A run of data:
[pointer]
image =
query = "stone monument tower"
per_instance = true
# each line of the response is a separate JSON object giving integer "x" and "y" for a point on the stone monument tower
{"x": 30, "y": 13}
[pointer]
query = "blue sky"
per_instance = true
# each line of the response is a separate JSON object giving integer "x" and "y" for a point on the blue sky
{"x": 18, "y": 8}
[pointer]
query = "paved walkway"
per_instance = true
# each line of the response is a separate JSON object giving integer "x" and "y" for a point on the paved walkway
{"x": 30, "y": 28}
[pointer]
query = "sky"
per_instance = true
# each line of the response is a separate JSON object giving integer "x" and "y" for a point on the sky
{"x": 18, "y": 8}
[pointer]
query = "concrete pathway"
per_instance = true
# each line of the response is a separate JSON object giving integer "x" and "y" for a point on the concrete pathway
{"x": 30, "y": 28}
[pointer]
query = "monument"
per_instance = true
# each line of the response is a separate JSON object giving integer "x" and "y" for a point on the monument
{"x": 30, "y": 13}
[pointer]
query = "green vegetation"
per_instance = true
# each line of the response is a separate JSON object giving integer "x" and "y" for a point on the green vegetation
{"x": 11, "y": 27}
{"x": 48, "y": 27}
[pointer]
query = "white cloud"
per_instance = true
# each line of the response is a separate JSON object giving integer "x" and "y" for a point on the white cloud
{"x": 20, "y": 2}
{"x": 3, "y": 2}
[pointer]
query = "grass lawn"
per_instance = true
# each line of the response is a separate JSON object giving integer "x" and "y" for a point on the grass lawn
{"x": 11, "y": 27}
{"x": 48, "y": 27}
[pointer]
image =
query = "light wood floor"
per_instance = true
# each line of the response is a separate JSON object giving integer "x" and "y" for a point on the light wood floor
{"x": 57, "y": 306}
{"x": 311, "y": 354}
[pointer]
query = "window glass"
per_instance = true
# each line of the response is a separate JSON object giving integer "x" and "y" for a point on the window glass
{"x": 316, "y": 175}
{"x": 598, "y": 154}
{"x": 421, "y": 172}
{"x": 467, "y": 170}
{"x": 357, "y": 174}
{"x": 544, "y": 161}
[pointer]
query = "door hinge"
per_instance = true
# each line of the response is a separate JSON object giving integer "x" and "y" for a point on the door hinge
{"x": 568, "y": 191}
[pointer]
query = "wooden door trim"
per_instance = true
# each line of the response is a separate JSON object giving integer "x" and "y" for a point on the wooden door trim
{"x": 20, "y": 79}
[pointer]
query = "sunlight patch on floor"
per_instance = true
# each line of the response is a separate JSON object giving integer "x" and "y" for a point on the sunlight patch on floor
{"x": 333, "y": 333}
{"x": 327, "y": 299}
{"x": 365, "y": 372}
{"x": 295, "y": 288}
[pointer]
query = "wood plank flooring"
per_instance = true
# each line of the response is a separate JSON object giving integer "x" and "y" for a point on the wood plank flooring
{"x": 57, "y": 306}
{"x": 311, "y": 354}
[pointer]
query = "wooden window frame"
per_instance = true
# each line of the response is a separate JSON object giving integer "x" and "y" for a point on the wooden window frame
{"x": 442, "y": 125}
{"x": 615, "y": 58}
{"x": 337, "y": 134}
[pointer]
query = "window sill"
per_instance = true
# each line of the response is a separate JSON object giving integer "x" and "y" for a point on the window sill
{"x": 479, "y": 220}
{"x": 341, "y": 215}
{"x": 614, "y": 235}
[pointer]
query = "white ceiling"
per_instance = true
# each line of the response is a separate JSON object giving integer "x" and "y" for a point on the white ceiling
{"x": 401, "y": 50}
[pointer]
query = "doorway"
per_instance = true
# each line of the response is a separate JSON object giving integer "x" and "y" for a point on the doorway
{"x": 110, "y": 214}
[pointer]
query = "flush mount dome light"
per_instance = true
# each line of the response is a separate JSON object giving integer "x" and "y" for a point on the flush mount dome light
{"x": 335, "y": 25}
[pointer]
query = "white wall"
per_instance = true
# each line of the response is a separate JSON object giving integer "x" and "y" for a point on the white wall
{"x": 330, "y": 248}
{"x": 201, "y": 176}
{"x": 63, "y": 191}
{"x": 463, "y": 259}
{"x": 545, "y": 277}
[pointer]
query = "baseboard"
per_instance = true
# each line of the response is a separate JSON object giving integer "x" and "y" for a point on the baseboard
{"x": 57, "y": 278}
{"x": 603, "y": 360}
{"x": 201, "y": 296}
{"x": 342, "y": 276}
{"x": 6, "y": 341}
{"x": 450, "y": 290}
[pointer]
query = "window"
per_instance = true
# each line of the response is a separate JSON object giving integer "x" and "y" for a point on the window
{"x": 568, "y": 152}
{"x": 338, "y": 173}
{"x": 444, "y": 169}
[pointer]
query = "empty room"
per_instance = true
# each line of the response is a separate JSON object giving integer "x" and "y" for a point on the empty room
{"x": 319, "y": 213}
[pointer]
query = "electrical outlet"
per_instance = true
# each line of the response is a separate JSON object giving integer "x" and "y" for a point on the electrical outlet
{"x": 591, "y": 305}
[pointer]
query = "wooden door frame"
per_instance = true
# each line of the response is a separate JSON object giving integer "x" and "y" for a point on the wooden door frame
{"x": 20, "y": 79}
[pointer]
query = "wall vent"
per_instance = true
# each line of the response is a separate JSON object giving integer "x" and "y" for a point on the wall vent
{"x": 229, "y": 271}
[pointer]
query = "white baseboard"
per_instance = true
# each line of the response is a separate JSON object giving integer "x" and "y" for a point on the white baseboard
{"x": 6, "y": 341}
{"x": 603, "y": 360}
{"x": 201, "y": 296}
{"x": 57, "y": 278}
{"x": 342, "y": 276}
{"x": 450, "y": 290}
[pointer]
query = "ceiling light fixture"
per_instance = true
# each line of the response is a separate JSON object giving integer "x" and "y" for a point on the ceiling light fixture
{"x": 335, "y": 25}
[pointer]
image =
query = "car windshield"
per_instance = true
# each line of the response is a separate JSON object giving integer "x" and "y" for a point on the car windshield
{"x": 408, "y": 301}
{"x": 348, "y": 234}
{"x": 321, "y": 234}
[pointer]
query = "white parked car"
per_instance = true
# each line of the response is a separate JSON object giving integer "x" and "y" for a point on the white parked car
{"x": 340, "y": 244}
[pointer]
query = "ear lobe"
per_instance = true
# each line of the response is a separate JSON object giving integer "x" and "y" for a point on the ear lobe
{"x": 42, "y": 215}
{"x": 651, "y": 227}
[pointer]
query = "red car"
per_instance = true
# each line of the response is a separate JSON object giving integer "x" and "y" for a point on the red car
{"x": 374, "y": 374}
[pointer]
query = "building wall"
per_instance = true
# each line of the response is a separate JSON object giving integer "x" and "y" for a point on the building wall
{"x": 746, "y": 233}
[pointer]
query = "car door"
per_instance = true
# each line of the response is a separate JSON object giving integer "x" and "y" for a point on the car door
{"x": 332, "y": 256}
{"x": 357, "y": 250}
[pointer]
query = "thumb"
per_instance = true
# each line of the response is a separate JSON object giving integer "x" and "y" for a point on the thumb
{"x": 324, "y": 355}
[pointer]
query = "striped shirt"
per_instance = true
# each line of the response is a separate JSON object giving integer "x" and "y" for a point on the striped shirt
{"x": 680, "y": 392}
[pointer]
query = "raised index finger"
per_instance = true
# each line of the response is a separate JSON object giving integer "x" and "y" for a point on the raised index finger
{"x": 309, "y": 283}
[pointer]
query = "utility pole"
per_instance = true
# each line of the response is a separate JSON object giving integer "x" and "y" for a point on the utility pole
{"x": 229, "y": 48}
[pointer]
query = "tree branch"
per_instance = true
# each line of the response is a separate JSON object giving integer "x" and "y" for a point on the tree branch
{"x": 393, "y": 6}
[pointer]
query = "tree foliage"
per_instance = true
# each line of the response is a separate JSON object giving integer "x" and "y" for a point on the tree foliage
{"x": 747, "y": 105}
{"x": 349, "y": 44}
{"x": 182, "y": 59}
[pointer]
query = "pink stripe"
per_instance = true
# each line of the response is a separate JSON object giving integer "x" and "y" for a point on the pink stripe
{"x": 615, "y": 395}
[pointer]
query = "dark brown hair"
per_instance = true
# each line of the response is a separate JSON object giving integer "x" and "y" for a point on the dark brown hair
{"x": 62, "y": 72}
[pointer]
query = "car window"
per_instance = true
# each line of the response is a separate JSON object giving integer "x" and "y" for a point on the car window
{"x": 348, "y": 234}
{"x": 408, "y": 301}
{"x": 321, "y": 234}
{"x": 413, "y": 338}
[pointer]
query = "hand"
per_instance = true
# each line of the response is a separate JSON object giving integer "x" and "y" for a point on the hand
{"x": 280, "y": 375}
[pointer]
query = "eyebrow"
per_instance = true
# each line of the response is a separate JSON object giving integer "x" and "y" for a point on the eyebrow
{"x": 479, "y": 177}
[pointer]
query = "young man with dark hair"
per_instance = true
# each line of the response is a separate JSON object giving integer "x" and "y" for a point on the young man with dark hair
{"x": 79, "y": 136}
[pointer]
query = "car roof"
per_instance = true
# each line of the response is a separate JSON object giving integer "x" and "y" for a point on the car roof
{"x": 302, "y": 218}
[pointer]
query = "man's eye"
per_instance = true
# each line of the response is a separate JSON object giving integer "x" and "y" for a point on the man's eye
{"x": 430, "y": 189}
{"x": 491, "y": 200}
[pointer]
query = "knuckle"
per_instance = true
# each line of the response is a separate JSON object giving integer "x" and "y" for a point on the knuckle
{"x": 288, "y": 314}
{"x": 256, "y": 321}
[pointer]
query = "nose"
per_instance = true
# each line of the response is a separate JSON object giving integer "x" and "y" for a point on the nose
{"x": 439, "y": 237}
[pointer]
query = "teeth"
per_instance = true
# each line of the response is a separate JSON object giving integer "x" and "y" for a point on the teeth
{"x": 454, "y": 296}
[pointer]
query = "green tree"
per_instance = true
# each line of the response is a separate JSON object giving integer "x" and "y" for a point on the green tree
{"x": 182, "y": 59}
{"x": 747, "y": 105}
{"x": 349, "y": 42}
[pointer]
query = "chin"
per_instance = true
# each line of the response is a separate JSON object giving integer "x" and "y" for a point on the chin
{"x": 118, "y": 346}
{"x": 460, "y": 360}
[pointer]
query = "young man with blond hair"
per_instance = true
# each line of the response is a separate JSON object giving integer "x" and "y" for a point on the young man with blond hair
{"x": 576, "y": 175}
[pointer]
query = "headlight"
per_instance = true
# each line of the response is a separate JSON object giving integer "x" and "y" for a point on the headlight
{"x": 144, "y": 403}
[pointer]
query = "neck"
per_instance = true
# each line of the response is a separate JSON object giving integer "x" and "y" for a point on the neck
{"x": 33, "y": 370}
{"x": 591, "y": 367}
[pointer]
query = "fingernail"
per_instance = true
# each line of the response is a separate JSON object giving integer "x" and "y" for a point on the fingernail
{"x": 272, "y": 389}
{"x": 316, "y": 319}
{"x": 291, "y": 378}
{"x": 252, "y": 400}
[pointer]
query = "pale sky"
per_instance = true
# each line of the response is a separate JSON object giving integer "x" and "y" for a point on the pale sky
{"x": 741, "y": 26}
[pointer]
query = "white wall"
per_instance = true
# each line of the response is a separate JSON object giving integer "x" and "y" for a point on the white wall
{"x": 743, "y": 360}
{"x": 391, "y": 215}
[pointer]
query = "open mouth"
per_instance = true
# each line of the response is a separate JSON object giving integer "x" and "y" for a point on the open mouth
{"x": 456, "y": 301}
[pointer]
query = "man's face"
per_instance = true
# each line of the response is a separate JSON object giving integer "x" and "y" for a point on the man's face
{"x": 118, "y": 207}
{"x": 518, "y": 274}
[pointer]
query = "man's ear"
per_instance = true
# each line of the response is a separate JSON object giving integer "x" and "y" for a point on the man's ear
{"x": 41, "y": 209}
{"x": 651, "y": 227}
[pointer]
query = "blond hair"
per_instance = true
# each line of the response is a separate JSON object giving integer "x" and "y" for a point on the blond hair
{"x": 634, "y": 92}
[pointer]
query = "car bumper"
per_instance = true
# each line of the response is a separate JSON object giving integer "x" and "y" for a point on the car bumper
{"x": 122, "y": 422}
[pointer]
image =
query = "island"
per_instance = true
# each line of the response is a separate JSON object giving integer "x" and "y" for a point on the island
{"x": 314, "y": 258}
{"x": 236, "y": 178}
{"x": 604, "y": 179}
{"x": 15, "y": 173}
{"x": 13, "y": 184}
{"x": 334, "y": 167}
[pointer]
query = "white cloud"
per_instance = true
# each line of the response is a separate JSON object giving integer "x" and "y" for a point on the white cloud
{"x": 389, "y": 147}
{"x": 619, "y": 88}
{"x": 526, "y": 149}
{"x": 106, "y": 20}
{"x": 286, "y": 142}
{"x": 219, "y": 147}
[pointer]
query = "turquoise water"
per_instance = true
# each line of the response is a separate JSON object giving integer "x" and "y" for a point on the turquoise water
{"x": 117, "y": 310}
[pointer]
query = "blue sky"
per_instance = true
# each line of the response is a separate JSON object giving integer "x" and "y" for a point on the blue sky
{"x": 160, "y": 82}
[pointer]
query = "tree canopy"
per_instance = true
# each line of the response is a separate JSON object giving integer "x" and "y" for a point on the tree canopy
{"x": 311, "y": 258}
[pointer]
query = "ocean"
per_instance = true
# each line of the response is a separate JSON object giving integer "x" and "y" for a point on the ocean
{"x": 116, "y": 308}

INSTRUCTIONS TO FOLLOW: Identify every line in the data above that contains the word "index", and copy each of those lines.

COMPLETED EXERCISE:
query = "raised index finger"
# each line of the response is a separate JSON object giving integer "x" and "y" for a point on the raised index finger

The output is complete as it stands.